**DATA FOR THIS EXERCISE**
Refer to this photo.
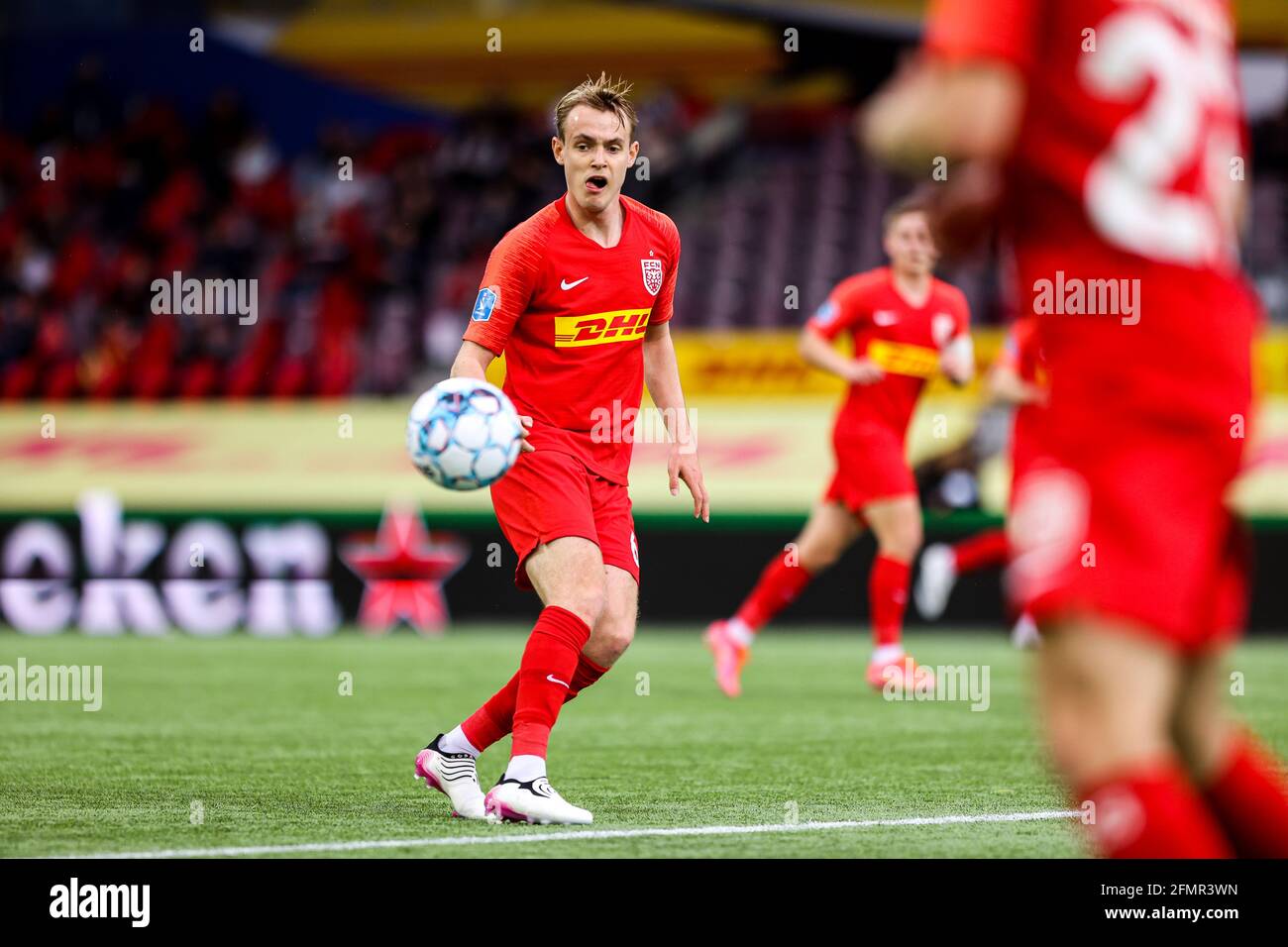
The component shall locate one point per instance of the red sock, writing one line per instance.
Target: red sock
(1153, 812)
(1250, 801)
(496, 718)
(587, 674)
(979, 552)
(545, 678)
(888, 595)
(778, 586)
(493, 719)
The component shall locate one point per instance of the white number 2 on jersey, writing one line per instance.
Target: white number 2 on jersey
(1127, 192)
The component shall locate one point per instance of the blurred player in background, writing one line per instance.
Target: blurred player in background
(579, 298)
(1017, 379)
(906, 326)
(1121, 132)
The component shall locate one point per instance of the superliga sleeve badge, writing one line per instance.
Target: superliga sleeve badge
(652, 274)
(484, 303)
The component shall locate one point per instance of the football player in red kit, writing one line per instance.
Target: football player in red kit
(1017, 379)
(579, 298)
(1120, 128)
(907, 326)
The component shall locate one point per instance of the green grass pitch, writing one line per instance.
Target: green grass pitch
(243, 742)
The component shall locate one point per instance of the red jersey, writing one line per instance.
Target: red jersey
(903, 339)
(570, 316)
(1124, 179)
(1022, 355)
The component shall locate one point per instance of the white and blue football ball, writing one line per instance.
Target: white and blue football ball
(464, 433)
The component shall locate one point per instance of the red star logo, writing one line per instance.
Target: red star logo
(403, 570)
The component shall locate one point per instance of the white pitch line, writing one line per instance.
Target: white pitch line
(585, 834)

**TASK BRIEF**
Look through the entries above and quote exactly the lines from the line with "Target: red jersey" to the line with "logo, writing one line per instance.", counting both of those lines.

**RESULT OF THIS TASK**
Target: red jersey
(903, 339)
(570, 316)
(1124, 179)
(1022, 355)
The component shall locate one point per instance of the white and blue football ball, writing one line per instance.
Target: white and blue football ball
(464, 433)
The component shall locate one point per instance of the red star logo, writing one line per instance.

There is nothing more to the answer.